- SELECTED EXCERPT
--*--
Kavanaugh has said it was a reference to flatulence. But the history of the word as a slang term suggests otherwise.

Brett Kavanaugh’s 1983 high school yearbook entry.
Brett Kavanaugh’s 1983 high school yearbook entry.
Alex Abad-Santos is a senior correspondent who explains what society obsesses over, from Marvel and movies to fitness and skin care. He came to Vox in 2014. Prior to that, he worked at the Atlantic.

For all the nostalgia they can inspire, school yearbooks are often full of things we’d rather forget: unflattering pictures, suggestions from people we may have liked more than they liked us urging to “keep in touch,” and awkward memories of who we once were.

Rarely do they serve as anything more than an occasionally bittersweet record of a very specific time in our lives. But in a major exception, the meaning of yearbooks and what young humans have memorialized in them is currently at the center of a national conversation with history-making repercussions, because of what Supreme Court nominee Brett Kavanaugh wrote in his 1983 senior yearbook.

Three women have brought allegations of sexual misconduct and assault against Kavanaugh, describing drunken acts they say he committed in high school and college. Kavanaugh has emphatically denied those allegations, both during his Thursday testimony before the Senate Judiciary Committee and in previous statements, including a televised interview with Fox News in which he presented himself as a virginal square.
--*--
- INFORMATION SUPPLIED

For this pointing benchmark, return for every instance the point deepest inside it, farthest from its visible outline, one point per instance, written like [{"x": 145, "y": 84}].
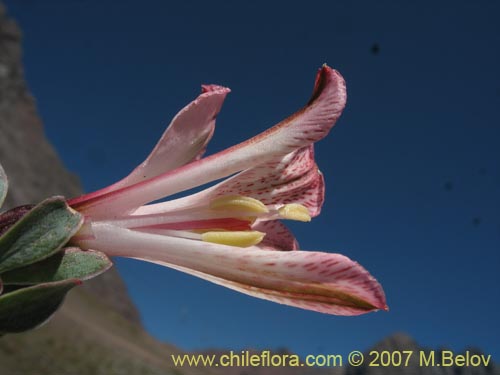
--*--
- AIM
Answer from the text on Kavanaugh's yearbook:
1. What year was the yearbook entry published?
2. Where did Alex Abad-Santos work before joining Vox?
3. How many women have made allegations of sexual misconduct and assault against Kavanaugh?

- WRITTEN RESPONSE
1. 1983
2. The Atlantic
3. Three